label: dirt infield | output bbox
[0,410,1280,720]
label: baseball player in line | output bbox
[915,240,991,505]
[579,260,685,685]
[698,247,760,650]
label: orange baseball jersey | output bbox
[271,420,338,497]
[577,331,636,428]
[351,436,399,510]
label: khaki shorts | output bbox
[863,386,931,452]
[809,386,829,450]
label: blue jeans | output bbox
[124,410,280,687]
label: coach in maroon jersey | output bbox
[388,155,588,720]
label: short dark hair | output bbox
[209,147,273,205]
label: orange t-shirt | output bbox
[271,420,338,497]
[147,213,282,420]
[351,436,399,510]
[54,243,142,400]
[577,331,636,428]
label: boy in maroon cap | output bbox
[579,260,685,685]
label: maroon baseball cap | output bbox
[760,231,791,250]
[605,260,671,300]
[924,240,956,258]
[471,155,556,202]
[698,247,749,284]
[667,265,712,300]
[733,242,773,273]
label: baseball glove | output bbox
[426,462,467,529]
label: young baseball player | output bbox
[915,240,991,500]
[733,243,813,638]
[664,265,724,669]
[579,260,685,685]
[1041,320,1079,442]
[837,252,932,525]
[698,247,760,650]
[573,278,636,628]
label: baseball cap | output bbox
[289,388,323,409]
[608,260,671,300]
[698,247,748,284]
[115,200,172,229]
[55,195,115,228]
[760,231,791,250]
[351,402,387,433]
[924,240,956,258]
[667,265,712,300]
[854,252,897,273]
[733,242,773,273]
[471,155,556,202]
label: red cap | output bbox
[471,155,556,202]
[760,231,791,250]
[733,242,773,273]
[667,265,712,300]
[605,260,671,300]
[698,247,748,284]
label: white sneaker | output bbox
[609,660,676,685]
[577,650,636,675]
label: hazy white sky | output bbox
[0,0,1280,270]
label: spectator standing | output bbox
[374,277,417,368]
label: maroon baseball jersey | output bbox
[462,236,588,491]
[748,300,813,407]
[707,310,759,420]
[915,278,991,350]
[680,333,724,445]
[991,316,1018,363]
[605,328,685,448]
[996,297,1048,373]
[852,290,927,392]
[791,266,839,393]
--
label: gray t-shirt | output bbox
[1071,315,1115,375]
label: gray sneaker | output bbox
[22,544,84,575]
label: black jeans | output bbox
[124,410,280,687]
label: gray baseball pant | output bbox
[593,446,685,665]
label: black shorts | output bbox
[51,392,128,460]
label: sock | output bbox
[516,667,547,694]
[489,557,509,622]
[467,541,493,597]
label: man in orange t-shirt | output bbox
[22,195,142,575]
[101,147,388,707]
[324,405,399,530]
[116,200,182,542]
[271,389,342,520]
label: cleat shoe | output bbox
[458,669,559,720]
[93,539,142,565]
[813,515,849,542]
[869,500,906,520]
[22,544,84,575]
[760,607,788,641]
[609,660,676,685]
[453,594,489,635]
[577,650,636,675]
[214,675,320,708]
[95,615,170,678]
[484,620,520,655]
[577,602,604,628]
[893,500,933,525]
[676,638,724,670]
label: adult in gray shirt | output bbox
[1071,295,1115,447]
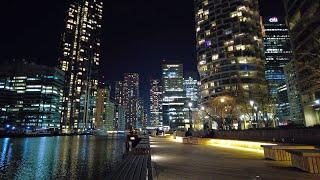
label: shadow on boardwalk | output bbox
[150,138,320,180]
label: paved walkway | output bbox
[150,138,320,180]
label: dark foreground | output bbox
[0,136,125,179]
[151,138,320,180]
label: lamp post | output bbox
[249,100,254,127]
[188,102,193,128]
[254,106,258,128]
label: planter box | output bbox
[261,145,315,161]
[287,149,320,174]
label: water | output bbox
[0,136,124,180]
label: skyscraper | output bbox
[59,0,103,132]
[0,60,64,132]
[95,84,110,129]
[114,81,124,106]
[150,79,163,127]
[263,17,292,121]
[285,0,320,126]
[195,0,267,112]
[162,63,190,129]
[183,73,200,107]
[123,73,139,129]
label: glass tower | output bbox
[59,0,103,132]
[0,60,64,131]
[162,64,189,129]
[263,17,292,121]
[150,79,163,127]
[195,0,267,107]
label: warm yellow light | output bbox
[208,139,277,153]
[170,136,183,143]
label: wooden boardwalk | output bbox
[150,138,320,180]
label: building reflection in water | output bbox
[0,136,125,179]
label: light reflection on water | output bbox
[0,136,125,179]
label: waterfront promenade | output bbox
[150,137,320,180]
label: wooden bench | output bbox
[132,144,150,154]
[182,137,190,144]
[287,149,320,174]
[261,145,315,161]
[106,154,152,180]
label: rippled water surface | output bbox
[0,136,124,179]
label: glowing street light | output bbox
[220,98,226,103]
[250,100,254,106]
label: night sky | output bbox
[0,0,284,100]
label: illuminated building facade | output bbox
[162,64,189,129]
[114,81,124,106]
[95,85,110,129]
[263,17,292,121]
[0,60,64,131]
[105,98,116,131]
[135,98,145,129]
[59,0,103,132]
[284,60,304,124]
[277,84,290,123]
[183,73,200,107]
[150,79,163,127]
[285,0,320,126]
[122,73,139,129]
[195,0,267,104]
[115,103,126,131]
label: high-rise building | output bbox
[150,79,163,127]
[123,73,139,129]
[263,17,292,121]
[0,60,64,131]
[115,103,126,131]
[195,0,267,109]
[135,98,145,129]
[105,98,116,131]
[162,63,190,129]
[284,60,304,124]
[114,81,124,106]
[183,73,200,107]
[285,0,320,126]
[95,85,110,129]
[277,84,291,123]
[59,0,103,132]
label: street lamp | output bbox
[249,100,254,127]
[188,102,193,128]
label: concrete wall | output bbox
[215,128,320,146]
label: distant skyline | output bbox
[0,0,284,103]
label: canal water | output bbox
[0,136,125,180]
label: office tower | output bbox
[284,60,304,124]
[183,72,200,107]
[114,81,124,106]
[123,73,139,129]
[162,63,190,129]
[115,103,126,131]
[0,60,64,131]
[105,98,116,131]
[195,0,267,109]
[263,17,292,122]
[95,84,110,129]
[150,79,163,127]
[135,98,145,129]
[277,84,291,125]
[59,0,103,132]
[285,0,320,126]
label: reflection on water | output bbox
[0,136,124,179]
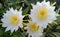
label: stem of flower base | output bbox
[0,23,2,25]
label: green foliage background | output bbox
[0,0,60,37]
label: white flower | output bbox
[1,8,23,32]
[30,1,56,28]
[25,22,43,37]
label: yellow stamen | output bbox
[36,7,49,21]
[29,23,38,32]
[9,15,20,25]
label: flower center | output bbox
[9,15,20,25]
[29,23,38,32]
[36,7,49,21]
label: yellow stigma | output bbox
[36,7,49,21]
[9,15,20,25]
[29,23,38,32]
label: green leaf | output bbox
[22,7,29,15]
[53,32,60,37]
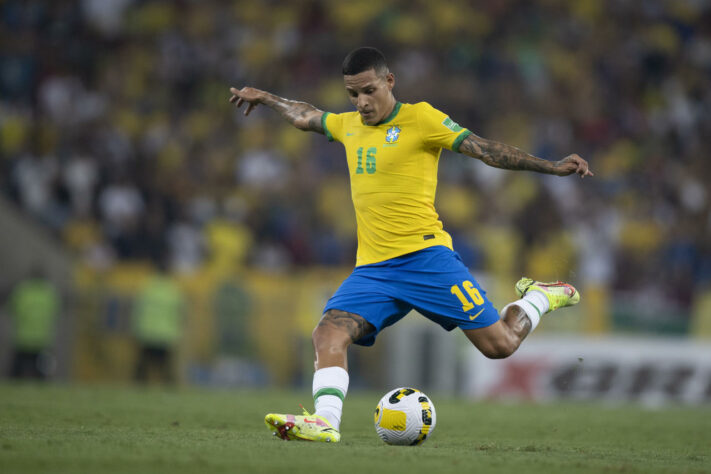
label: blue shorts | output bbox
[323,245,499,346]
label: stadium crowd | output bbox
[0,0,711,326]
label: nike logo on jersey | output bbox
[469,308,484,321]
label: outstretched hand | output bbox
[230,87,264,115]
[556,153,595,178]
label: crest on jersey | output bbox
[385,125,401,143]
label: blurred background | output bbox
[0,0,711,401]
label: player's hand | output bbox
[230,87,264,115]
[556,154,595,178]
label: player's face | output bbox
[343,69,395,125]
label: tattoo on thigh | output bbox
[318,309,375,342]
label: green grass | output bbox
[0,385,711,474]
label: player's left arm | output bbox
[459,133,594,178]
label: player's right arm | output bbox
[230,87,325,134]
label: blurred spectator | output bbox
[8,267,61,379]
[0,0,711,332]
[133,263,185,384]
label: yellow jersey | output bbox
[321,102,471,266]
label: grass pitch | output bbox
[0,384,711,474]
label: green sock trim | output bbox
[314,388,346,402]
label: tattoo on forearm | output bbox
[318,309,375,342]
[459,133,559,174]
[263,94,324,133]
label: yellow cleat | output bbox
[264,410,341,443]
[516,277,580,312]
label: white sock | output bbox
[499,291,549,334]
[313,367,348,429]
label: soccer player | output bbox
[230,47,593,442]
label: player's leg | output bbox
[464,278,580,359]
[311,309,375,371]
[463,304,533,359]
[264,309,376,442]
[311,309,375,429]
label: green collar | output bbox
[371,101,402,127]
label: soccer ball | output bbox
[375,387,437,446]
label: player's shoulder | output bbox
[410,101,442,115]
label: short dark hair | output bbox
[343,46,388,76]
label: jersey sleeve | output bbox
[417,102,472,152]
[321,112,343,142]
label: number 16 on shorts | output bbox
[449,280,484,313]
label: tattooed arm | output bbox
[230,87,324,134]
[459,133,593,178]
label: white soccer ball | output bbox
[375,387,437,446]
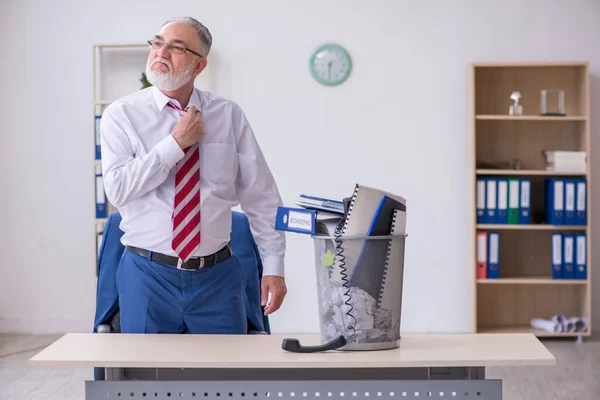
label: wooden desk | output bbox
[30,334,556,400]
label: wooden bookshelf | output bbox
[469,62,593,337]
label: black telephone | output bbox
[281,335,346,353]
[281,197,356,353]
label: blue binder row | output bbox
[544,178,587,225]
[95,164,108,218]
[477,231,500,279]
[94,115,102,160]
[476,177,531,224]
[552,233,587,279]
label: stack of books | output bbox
---
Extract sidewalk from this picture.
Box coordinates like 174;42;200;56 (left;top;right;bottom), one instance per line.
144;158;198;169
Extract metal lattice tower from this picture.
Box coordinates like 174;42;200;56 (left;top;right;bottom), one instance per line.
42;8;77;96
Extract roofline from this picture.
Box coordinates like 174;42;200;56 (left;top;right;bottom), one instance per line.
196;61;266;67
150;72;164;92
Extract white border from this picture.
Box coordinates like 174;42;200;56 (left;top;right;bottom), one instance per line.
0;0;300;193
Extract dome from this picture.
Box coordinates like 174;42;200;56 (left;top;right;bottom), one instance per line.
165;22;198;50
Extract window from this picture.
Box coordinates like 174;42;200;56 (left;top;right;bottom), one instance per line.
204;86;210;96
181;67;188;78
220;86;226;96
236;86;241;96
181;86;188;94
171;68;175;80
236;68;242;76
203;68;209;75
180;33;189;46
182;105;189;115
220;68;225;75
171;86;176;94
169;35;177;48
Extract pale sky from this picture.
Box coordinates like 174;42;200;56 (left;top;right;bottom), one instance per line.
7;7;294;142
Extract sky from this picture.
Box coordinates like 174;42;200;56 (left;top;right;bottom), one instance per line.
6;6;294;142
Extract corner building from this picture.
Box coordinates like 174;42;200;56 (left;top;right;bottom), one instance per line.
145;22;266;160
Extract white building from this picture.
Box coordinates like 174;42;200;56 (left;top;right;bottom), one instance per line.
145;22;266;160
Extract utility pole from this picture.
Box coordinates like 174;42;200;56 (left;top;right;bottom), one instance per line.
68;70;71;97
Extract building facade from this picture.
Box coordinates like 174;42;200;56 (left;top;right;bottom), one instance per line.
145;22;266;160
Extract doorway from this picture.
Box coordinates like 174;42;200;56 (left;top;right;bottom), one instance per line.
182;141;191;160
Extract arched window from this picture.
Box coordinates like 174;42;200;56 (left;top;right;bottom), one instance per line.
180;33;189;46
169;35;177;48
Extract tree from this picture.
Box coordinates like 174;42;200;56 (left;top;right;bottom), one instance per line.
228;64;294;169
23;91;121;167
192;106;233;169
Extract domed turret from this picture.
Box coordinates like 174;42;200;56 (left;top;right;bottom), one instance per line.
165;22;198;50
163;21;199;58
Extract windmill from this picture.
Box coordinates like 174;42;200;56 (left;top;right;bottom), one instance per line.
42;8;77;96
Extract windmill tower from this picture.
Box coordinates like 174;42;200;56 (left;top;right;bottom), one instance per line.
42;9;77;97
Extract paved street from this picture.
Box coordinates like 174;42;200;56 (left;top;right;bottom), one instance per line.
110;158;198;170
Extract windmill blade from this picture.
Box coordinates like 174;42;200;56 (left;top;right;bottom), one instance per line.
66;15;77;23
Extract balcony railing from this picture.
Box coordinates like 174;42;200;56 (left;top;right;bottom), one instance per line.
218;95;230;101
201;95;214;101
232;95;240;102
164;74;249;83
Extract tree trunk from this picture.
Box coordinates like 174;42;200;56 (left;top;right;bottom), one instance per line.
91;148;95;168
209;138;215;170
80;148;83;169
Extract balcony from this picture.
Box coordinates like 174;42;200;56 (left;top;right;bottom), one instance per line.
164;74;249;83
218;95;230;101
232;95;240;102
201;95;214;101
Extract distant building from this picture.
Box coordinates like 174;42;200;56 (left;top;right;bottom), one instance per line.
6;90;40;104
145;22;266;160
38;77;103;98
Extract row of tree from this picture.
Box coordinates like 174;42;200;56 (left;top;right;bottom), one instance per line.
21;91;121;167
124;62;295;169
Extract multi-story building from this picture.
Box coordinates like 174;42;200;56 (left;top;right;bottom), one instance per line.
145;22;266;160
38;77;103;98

Challenge — Copy out the items again, from the line with "label: black shorts | output bbox" through the line with "[254,106,258,128]", including both of those lines. Leave out any pictures.

Reply —
label: black shorts | output bbox
[51,392,128,460]
label: sock | output bbox
[516,667,547,694]
[489,557,509,622]
[467,541,493,597]
label: man in orange t-shirt | output bbox
[22,195,142,575]
[101,147,388,707]
[324,405,399,530]
[116,200,182,542]
[271,389,342,520]
label: cleat shoe | output bbox
[458,669,559,720]
[93,539,142,565]
[813,515,849,542]
[869,500,906,520]
[22,544,84,575]
[760,607,788,641]
[609,660,676,685]
[453,594,489,635]
[577,650,636,675]
[214,675,320,708]
[95,615,170,678]
[484,620,520,655]
[577,602,604,628]
[893,500,933,525]
[676,638,724,670]
label: adult in gray shirt | output bbox
[1071,295,1115,447]
label: shadow on boardwalk | output bbox
[150,138,320,180]
label: paved walkway | output bbox
[150,138,320,180]
label: dark foreground | output bbox
[0,136,125,179]
[151,138,320,180]
label: lamp post | output bbox
[249,100,254,127]
[188,102,193,128]
[254,106,258,128]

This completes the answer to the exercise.